SELECTED EXTRACT:
:::::
# UPS Drug Delivery Foiled



## FruityBud (Jan 24, 2008)

Several people face serious drug charges for an alleged scheme to receive high-grade marijuana and hash through UPS delivery from California.

The drugs are worth more than $10,000, and the charges could lead to several years of prison time.

Sioux Falls police don't see a lot hash being dealt in Sioux Falls. That's a drug that gives the same effects as marijuana, but has much higher concentration of THC. The details of the bust sound like a drug delivery gone wrong for the suspects.

If he had been home at first, a Sioux Falls drug deal might have gone through. But when UPS delivery showed up at Robert Lentsch's house with a package full of drugs from California, police say his older brother answered the door and refused it, not recognizing the name on the package.

UPS opened it up and upon finding drugs, called police. They went ahead and re-delivered the package to Lentsch and Corey Jahn, who police say accepted it. But they weren't the ones who ordered the four-pounds of marijuana and quarter-pound of hash.

"They were the ones who were going to accept the package then transfer to the other people at Valhalla Blvd.," says Police Information Officer Loren McManus.

Prosecutors say Lentsch admitted to police he'd be paid in money and marijuana for accepting the package for Travis Van Wyk and Christopher Bootsma, knowing it would be drugs.

"I don't think it's uncommon in Sioux Falls to have drugs delivered in this manner. I think the fact we're seeing this hash is what makes this particular case unique," McManus says.
:::::
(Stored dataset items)
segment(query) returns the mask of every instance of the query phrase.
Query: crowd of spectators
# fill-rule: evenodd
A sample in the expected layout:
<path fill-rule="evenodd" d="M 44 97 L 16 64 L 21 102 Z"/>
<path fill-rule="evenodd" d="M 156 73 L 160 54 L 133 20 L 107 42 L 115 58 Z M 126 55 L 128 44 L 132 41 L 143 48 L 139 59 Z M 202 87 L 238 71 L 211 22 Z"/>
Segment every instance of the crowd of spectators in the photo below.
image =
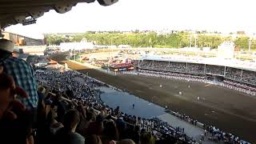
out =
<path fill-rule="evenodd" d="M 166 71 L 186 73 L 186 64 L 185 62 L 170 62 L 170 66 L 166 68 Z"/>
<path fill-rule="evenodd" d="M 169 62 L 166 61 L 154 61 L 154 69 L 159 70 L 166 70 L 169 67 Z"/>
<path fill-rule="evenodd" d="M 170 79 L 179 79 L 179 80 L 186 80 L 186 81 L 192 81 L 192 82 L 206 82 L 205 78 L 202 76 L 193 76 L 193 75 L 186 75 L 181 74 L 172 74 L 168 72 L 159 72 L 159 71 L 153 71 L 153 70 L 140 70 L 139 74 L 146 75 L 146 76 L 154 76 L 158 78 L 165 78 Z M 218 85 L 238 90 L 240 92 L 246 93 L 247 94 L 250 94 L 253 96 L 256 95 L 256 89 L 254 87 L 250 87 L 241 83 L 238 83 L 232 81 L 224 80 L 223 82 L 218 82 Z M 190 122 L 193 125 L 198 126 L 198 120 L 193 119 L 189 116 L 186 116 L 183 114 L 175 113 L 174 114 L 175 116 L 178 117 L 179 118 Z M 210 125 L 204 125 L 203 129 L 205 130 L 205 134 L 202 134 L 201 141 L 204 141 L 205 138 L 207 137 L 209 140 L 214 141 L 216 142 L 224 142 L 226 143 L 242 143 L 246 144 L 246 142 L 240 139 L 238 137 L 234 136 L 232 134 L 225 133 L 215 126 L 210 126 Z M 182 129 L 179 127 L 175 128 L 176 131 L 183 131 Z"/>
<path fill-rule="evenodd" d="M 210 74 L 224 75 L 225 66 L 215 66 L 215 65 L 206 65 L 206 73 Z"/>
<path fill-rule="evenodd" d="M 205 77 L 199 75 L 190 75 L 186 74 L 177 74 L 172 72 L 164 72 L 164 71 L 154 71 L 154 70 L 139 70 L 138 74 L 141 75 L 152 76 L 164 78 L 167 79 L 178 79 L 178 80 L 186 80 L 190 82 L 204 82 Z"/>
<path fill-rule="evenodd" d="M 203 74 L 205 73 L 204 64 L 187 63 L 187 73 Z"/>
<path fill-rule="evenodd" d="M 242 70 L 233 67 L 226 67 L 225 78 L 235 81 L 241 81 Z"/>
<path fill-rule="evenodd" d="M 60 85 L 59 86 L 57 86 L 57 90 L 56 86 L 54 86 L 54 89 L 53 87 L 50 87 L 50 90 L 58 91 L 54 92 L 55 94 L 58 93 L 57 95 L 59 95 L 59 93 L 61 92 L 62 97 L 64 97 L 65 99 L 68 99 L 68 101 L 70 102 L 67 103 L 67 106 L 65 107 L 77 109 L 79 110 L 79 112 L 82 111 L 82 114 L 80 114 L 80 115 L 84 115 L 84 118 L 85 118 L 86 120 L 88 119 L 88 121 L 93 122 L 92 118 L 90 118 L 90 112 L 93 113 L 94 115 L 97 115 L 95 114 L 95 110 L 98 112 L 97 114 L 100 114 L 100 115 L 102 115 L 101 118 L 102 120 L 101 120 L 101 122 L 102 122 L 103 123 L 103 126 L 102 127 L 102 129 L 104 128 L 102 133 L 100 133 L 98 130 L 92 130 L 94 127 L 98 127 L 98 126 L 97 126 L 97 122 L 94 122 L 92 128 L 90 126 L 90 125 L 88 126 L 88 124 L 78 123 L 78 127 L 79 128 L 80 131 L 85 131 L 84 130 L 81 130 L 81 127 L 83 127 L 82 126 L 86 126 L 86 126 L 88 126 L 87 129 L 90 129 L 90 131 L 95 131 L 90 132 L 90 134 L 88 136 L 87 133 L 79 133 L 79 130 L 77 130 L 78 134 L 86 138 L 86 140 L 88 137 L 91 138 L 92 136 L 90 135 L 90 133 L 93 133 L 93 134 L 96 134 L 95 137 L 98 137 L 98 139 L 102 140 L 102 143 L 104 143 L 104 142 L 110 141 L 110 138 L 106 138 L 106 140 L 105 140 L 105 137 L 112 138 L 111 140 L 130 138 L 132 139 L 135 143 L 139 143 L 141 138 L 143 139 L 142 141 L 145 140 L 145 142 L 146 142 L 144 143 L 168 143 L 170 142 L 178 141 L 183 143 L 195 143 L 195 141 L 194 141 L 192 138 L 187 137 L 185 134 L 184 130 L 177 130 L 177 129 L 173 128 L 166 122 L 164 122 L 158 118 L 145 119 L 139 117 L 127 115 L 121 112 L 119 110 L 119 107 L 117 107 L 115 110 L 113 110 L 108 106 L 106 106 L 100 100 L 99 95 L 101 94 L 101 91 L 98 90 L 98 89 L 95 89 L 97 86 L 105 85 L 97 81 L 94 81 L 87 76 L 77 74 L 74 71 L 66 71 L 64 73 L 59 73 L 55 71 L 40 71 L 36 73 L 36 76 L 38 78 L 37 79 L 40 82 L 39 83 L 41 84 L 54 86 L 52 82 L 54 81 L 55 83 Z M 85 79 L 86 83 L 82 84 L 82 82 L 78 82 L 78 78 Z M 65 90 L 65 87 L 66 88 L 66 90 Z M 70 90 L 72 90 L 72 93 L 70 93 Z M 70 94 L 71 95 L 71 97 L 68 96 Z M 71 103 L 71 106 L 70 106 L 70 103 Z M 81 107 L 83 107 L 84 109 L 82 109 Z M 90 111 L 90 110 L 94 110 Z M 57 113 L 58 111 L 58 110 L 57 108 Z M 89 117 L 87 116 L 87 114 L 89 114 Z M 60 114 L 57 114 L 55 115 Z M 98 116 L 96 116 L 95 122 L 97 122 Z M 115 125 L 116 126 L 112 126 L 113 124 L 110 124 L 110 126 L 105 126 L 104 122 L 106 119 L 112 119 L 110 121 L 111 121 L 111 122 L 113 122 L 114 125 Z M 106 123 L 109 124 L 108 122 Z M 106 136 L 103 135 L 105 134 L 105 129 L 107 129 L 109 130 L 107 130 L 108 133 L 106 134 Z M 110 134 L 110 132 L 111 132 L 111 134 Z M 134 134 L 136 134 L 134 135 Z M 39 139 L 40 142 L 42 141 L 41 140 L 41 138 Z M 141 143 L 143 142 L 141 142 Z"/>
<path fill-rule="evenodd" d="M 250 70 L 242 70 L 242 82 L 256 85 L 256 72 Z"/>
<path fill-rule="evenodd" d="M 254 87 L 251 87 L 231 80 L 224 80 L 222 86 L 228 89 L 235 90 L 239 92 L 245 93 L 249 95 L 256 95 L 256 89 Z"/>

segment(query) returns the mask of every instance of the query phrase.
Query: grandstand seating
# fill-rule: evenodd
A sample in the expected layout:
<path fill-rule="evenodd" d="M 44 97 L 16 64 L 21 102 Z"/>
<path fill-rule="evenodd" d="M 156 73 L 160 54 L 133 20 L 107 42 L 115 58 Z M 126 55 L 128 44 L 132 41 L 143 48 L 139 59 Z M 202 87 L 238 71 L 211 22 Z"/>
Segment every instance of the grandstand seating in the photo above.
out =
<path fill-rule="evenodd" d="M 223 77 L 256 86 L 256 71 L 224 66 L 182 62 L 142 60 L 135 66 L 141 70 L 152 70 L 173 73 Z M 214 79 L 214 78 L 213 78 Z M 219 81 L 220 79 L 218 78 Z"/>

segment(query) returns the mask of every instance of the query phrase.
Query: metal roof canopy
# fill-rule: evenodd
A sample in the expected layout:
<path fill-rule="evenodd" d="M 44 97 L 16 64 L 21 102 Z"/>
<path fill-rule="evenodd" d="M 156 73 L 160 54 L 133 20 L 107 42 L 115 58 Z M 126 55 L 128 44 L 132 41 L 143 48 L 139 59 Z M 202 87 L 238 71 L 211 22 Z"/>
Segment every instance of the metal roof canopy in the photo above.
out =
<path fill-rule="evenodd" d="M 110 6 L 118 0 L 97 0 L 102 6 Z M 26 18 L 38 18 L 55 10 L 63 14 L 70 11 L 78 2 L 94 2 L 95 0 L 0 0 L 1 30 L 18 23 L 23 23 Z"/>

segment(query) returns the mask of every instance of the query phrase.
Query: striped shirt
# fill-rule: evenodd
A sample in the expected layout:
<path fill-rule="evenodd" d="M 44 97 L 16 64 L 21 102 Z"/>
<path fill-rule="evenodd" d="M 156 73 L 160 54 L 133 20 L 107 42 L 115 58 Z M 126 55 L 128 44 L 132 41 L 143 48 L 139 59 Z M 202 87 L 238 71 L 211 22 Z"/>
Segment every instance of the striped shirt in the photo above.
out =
:::::
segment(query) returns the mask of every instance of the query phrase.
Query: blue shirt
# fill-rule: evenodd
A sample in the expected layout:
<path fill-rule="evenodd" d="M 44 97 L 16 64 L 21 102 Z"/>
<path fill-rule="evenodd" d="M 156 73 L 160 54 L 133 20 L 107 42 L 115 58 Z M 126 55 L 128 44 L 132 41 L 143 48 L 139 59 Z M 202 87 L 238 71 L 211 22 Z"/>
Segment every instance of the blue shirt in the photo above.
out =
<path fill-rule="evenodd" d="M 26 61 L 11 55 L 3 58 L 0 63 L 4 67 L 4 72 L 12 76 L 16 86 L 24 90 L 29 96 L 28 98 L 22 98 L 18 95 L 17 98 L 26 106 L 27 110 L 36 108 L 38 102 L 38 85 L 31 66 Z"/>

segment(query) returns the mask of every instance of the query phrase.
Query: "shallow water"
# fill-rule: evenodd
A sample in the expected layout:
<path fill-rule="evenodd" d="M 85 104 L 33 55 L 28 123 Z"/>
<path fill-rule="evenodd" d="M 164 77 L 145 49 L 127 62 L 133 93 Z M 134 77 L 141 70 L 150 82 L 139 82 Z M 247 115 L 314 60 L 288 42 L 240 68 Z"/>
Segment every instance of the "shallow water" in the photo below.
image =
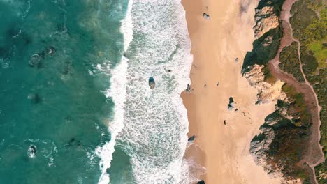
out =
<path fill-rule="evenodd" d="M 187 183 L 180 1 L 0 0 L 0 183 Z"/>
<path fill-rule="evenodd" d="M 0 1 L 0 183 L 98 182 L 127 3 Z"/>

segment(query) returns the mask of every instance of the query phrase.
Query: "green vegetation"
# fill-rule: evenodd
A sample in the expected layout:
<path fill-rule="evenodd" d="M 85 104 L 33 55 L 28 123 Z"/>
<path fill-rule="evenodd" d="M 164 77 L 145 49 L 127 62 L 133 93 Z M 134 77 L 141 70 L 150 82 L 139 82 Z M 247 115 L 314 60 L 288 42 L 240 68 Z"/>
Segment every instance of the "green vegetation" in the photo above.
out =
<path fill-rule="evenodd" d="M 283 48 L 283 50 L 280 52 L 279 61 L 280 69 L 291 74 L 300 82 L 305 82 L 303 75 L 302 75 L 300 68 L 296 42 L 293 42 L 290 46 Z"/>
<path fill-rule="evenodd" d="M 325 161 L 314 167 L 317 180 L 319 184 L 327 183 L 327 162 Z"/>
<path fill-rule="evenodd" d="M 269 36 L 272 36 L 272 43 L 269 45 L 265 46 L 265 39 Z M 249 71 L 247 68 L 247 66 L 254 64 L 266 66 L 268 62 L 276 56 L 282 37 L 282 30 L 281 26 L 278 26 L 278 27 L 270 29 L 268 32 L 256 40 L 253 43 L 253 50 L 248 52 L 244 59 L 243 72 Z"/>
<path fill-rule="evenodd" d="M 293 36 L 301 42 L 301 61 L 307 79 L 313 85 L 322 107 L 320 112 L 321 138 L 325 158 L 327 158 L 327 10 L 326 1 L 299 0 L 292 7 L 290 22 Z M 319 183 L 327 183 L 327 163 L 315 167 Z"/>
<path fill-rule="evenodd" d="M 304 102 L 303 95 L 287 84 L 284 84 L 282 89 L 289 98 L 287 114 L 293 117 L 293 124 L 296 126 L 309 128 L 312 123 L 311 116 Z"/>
:::::
Output the full article about the UPS drug delivery in Sioux Falls, reproducing every line without changes. The records stand apart from the text and are not part of it.

# UPS Drug Delivery Foiled



## FruityBud (Jan 24, 2008)

Several people face serious drug charges for an alleged scheme to receive high-grade marijuana and hash through UPS delivery from California.

The drugs are worth more than $10,000, and the charges could lead to several years of prison time.

Sioux Falls police don't see a lot hash being dealt in Sioux Falls. That's a drug that gives the same effects as marijuana, but has much higher concentration of THC. The details of the bust sound like a drug delivery gone wrong for the suspects.

If he had been home at first, a Sioux Falls drug deal might have gone through. But when UPS delivery showed up at Robert Lentsch's house with a package full of drugs from California, police say his older brother answered the door and refused it, not recognizing the name on the package.

UPS opened it up and upon finding drugs, called police. They went ahead and re-delivered the package to Lentsch and Corey Jahn, who police say accepted it. But they weren't the ones who ordered the four-pounds of marijuana and quarter-pound of hash.

"They were the ones who were going to accept the package then transfer to the other people at Valhalla Blvd.," says Police Information Officer Loren McManus.

Prosecutors say Lentsch admitted to police he'd be paid in money and marijuana for accepting the package for Travis Van Wyk and Christopher Bootsma, knowing it would be drugs.

"I don't think it's uncommon in Sioux Falls to have drugs delivered in this manner. I think the fact we're seeing this hash is what makes this particular case unique," McManus says.